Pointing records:

----------

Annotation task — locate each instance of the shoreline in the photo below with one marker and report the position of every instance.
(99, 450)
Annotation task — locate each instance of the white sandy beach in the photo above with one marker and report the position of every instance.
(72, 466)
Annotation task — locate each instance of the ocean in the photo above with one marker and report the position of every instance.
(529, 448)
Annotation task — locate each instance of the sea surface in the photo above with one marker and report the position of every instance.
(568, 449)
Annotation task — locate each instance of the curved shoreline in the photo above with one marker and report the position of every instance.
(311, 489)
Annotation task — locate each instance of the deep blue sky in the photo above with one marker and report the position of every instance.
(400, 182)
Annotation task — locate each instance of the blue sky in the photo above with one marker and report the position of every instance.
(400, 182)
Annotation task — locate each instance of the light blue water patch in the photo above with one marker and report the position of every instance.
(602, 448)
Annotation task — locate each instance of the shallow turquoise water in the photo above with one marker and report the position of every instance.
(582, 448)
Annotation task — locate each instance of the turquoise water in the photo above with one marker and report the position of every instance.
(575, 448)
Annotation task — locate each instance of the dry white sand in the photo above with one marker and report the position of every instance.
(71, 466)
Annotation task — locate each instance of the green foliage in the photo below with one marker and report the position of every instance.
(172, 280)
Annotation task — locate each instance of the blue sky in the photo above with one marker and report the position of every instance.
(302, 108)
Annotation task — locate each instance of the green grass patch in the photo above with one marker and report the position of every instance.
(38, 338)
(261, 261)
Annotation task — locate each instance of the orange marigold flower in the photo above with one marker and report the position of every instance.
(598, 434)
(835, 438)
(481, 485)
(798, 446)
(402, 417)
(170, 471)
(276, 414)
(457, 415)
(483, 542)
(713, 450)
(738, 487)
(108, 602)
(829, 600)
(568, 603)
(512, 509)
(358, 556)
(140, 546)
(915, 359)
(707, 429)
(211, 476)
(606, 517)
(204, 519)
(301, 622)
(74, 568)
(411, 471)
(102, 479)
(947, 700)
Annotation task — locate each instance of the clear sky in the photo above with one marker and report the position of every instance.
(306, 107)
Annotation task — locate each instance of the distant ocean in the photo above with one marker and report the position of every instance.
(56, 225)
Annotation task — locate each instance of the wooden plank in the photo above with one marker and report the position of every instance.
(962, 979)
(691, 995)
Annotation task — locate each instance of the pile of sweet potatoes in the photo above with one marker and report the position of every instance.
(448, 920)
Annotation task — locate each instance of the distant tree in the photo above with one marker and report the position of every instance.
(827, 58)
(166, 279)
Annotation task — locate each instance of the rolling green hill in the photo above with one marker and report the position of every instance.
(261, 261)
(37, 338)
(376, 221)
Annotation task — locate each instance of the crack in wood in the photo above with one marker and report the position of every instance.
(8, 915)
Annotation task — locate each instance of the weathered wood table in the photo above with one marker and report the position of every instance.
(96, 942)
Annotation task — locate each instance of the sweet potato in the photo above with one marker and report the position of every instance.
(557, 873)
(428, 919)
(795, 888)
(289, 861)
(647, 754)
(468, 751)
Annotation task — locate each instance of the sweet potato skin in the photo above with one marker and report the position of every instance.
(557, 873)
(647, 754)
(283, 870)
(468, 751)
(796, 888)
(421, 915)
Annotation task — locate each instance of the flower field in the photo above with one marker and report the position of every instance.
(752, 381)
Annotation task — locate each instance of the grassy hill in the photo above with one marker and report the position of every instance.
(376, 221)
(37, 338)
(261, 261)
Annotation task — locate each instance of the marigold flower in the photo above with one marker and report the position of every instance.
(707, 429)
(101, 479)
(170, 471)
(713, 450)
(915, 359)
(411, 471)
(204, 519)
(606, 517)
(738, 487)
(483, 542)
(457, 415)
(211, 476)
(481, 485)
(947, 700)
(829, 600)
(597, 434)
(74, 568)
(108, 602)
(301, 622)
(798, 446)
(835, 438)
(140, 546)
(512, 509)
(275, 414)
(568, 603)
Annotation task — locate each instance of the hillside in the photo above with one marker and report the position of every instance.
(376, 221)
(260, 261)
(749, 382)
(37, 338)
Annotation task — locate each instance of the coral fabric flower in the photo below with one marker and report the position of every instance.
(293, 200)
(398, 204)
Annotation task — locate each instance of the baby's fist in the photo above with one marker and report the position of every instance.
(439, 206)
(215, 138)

----------

Your task is to reproduce, exactly and exclusively, the lines from the one holding "Annotation task — locate each instance of the sweet potato in" through the final line of the listing.

Annotation task — locate each instance of the sweet potato in the photo above with one marker and report the position of every instance.
(557, 873)
(428, 919)
(795, 888)
(289, 861)
(647, 754)
(468, 751)
Annotation task — locate each instance of the sweet potato skin in the photo above with one marker and report the position of every instance.
(557, 873)
(647, 754)
(283, 870)
(468, 751)
(796, 888)
(421, 915)
Annotation task — locate each instance of the flower field in the photo above with one marker and report the position of every instance.
(752, 381)
Annotation task — locate each instance of the grassy hill in the photo above with one marker and report the position of every instance.
(376, 221)
(37, 338)
(261, 261)
Annotation task — locate each instance of the marigold flower in the photo above with one marker and report the position of every instance.
(707, 429)
(101, 479)
(170, 471)
(713, 450)
(915, 359)
(411, 471)
(204, 519)
(606, 517)
(738, 487)
(483, 542)
(457, 415)
(211, 476)
(481, 485)
(947, 700)
(829, 600)
(597, 434)
(74, 568)
(108, 602)
(301, 622)
(798, 446)
(835, 438)
(140, 546)
(512, 509)
(275, 414)
(568, 603)
Annotation task — locate each instance of the hillside in the photo above with one marker and report the position of every instance.
(376, 221)
(260, 261)
(749, 382)
(37, 338)
Annotation task — locate each instance of the coral fabric flower in the photo below with one marker and report the position of every instance.
(293, 200)
(398, 204)
Annotation task — locate each instance of the baby's fist in the photo above with one marker and report the position of every instance.
(439, 206)
(215, 138)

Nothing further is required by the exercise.